Start of Data supplied

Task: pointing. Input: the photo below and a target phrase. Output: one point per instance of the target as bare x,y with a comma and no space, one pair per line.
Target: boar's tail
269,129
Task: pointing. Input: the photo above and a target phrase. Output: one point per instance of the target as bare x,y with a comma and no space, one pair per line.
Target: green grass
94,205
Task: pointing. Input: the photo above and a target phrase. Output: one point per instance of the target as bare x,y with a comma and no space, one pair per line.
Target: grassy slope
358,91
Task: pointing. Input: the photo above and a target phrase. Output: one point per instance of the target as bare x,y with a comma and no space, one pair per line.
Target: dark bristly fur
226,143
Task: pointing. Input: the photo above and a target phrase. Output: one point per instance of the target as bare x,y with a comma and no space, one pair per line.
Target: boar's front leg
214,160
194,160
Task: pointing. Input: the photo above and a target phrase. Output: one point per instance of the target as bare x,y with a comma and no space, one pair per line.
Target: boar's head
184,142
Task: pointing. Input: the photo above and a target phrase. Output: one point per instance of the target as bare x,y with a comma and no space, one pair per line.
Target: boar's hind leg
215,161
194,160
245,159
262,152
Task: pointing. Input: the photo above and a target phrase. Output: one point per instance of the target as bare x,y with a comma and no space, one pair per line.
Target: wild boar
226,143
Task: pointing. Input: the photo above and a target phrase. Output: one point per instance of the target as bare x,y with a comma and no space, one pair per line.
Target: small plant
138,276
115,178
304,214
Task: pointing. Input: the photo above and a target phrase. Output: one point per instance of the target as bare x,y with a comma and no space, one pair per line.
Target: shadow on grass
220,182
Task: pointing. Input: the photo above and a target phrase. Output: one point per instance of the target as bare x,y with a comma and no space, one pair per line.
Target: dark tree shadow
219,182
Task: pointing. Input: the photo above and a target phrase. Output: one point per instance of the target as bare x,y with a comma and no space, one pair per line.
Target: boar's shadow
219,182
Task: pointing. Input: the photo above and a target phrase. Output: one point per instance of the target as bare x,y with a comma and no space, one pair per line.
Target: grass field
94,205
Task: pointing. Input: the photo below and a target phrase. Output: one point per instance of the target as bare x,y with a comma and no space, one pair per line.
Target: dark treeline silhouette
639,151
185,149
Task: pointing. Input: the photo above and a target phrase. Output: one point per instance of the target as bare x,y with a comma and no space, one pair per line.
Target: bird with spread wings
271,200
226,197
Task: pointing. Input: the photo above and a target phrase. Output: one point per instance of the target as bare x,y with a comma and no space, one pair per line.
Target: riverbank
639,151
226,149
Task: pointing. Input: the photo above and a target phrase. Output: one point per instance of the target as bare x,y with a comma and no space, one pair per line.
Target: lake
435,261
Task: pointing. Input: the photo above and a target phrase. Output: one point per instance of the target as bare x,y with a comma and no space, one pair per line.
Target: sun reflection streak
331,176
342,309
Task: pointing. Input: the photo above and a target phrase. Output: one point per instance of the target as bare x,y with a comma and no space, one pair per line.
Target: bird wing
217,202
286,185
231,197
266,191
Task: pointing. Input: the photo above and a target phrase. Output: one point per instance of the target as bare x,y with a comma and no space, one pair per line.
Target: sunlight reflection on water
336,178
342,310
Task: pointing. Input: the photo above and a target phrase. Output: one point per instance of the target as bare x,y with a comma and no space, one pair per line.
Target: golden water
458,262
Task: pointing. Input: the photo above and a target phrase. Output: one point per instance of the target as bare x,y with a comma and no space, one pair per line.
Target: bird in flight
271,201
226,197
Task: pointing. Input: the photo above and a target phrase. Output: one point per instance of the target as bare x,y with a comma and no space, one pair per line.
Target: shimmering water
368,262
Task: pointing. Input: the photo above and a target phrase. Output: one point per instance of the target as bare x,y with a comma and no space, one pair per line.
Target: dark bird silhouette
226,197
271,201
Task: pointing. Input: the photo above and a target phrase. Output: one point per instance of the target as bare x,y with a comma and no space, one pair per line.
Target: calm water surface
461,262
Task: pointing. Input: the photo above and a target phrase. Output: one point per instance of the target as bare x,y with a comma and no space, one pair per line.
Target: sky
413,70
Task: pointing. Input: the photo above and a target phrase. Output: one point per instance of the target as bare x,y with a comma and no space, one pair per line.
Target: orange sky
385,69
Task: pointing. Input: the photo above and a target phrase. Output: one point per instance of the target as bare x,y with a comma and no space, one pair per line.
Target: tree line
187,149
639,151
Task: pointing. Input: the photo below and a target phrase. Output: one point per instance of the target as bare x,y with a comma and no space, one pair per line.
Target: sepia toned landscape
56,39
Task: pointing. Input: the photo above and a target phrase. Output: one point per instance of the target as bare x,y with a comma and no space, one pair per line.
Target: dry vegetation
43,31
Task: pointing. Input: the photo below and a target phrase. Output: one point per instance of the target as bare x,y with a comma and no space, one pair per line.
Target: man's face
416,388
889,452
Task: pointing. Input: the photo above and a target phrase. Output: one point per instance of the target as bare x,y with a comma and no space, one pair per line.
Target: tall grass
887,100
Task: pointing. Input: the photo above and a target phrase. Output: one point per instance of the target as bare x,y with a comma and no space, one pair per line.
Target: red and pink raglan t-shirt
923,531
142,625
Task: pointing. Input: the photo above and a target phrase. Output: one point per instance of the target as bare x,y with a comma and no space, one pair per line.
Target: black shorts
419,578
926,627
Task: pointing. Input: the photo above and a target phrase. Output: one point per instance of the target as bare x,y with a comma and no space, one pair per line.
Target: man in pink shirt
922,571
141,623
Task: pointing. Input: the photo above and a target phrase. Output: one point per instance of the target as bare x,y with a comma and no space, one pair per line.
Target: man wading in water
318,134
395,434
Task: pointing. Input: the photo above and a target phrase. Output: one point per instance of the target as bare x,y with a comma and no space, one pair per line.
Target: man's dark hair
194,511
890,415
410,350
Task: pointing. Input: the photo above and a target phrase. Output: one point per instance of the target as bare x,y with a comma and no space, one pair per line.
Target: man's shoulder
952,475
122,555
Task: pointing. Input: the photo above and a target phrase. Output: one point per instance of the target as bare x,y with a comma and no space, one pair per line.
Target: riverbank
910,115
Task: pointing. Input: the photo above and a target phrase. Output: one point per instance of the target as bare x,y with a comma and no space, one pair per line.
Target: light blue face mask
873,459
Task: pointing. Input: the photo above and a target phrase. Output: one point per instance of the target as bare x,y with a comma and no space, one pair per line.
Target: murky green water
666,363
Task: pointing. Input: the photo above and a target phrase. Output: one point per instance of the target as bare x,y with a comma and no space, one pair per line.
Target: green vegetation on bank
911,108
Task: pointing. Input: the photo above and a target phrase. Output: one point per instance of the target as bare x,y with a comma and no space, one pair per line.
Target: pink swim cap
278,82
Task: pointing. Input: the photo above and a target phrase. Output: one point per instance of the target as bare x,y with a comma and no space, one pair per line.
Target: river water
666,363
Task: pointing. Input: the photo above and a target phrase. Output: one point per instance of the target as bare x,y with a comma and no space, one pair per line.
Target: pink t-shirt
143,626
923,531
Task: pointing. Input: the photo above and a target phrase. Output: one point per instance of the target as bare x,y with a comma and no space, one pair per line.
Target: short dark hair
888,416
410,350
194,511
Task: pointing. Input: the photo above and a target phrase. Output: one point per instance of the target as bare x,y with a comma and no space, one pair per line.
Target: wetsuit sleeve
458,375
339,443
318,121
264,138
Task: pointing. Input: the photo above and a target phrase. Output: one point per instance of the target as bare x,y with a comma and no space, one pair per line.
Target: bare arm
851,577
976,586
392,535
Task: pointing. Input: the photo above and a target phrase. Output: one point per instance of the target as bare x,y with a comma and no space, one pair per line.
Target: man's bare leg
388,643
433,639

End of Data supplied

> Your goal
All of the records need to be transcribed exactly.

> Answer section
Task: pointing. Input: the photo below and a target phrase. Output: one point per instance of the target as bare x,y with a comma and no space, one pair per line.
Target: boar's tail
269,129
Task: pointing. Input: the photo above and a target phrase. Output: one point per instance of the target as bare x,y with a comma and no space, one pair per line.
Target: green grass
94,205
Task: pointing. Input: the photo above and a target phrase. Output: one point per instance of the target as bare x,y with a comma and no space, one pair per line.
Target: grassy slope
358,91
Task: pointing. Input: the photo above and a target phrase. Output: one point per instance of the target as bare x,y with a comma and no space, one pair per line.
Target: dark bristly fur
226,143
Task: pointing. Input: the photo above and a target phrase. Output: one point per instance of the target as bare x,y with a comma and no space, one pair per line.
Target: boar's front leg
214,160
194,160
Task: pointing. Input: the photo above and a target phrase. Output: one point per instance of the target as bare x,y with a comma and no space, one pair per line.
Target: boar's head
184,142
Task: pointing. Input: the photo above and a target phrase. Output: one point per instance of the target as bare x,y with a comma and no space, one pair per line.
Target: boar's hind leg
215,161
194,160
245,159
262,152
Task: pointing. Input: the photo above and a target phrase. Output: one point per instance of the target as bare x,y with a comma and no space, one pair per line.
Target: wild boar
226,143
Task: pointing. Input: the photo above and a target phrase. Output: one point per instance of the target as bare x,y with a comma and no space, one pair per line.
Target: small plant
138,276
115,178
304,214
Task: pointing. Input: the photo above and a target phrase. Output: one point per instance of the target as bare x,y with a comma and no space, one pair per line.
Target: shadow on grass
220,182
Task: pointing. Input: the photo above and a target phrase. Output: one point per instance of the target as bare x,y with a comma and no space, one pair per line.
Target: dark tree shadow
219,182
Task: pointing. Input: the photo above and a target phrase. Output: one point per instance of the target as bare x,y with a comma and no space, one pair per line.
Target: boar's shadow
219,182
Task: pointing. Input: the photo above and a target phrase. Output: one point per instance of the target as bare x,y with a comma and no space, one pair per line.
Target: grass field
94,205
Task: pointing. Input: the photo below and a target phrase. Output: one point per instance of the target as bare x,y with a comma and no space, one pair per line.
Target: dark treeline silhouette
639,151
185,149
Task: pointing. Input: the photo above and a target phrase. Output: one point per instance of the target as bare x,y with a comma and no space, one pair per line.
Target: bird with spread wings
271,200
226,197
Task: pointing. Input: the photo above and a target phrase. Output: one point per instance of the target as bare x,y with a comma and no space, one pair per line.
Target: riverbank
639,151
226,149
Task: pointing. Input: the photo above and a target phrase. Output: one point per instance of the target as bare x,y with a comma and no space, one pair per line.
Target: lake
435,261
Task: pointing. Input: the photo above and a target phrase. Output: one point per instance of the target as bare x,y with a comma and no space, one pair per line.
Target: sun reflection streak
331,176
342,309
Task: pointing. Input: the photo above and a target phrase. Output: one point per instance of the target as bare x,y with a comma and no space, one pair per line.
Target: bird wing
217,202
286,185
231,197
266,191
Task: pointing. Input: the photo above and a target phrase. Output: one point per instance of the target as bare x,y with a comma and no space, one pair per line.
Target: sunlight reflection on water
336,178
342,310
Task: pointing. Input: the photo above and a target phrase. Output: one point per instance of the target as bare x,y with a comma and no space, one pair per line.
Target: golden water
458,262
Task: pointing. Input: the photo above and a target phrase. Output: one point per instance of the target as bare x,y with a comma and no space, one pair per line.
Target: bird in flight
271,201
226,197
Task: pointing. Input: the photo above and a target phrase. Output: one point per instance of the target as bare x,y with a comma and no space, one pair per line.
Target: shimmering water
368,262
Task: pointing. Input: the photo above and a target phrase. Output: one point per instance of the target as bare x,y with a comma and no space, one pair per line.
Target: dark bird silhouette
226,197
271,201
Task: pointing. Input: the photo above and a target phrase. Output: one point per instance of the target as bare x,y with a comma and no space, one pair per line.
Target: calm water surface
461,262
Task: pointing. Input: the photo above and a target phrase. Output: one point per instance of the target as bare x,y with a comma and no space, one pair per line.
Target: sky
413,70
Task: pointing. Input: the photo above and a target phrase. Output: one point per instance of the target as bare x,y with a comma and no space, one pair per line.
Target: orange sky
385,69
Task: pointing. Input: the photo above and a target phrase. Output: one point per instance of the target as bare x,y with a comma and no space, one pair per line.
Target: tree line
187,149
639,151
Task: pointing. Input: the photo below and a target phrase. Output: one point per instance of the target as bare x,y with a comma and no space, one pair per line.
Target: sepia toned landscape
56,39
Task: pointing. Input: the photo above and a target phrase. Output: one point per instance of the target as bare x,y with a comma and no space, one pair per line.
Target: dry vegetation
43,31
Task: pointing. Input: the photo below and a target phrase. Output: one point per instance of the target as bare x,y with a comma and no space, one pair per line.
Target: man's face
416,388
889,452
Task: pointing. Input: the photo above and a target phrase. Output: one point per instance of the target as bare x,y with a comma and no space, one pair per line.
Target: tall grass
887,100
Task: pointing. Input: the photo above and a target phrase. Output: one point per instance of the target as bare x,y with a comma and no space, one pair per line.
Target: red and pink raglan t-shirt
923,531
142,625
Task: pointing. Input: the photo above and a target phrase. Output: one point per instance of the target as bare x,y with a comma and no space, one pair per line.
Target: black shorts
419,578
926,627
Task: pointing. Input: the photo above and a target phrase. Output: one point per instance of the target as bare x,y with a comma and no space, one pair per line.
Target: man in pink shirt
922,571
141,623
Task: pointing. Input: the photo above and a target phrase. Output: one point per instance of the target as bare x,y with a comma and no space, one pair per line.
Target: man wading in water
318,134
395,434
Task: pointing. Input: the photo above and a target phrase. Output: one point per instance of the target as bare x,y with a comma and no space, one pair per line.
Target: man's dark hair
194,511
890,415
410,350
Task: pointing. Input: the photo above and a target phrase. Output: one point per instance of the target as bare x,y with a comma and no space, one pair per line.
Target: man's shoulder
952,475
122,555
Task: pointing. Input: the photo above and a target phrase. Output: one point per instance of the target as bare x,y with a comma and no space, one pair per line.
Target: riverbank
910,115
Task: pointing. Input: the photo above and a target phrase. Output: one point per instance of the target as bare x,y with a comma and no space, one pair per line.
Target: light blue face mask
873,459
Task: pointing. Input: the photo above and a target phrase. Output: one point per instance of the target as bare x,y with a comma and no space, one pair per line.
Target: murky green water
666,363
Task: pointing. Input: the photo above and a target phrase. Output: one point per instance of the target as bare x,y with a comma and no space, one pair per line.
Target: green vegetation on bank
911,108
Task: pointing. Input: the photo above and a target phrase. Output: one point per instance of the target as bare x,y with a comma and no space, one pair per line.
Target: pink swim cap
278,82
Task: pointing. Input: the photo above and a target phrase. Output: one point per instance of the target as bare x,y with a comma and no space, one pair per line.
Target: river water
666,363
Task: pointing. Input: the photo above and a target phrase. Output: one point per instance of the target as bare x,y with a comma and no space, one pair per line.
Target: pink t-shirt
143,626
923,531
Task: pointing. Input: the photo above and a target phrase. Output: one point per instance of the target as bare x,y with a comma and no space, one pair per line.
Target: short dark hair
888,416
410,350
194,511
Task: pointing. Input: the photo above and a target phrase. Output: one point per instance of the target as bare x,y with a comma and no space, one pair per line.
Target: wetsuit sleeve
458,375
339,443
318,121
264,138
Task: pointing. Input: the photo above and a target phrase. Output: one point per instance of the target as bare x,y with a comma and no space, one pair per line.
Target: bare arm
851,577
976,586
392,535
Task: pointing. Input: the photo above and a target phrase. Output: one point per instance of the target as bare x,y with a comma and no space, one pair per line.
Target: man's bare leg
388,643
433,639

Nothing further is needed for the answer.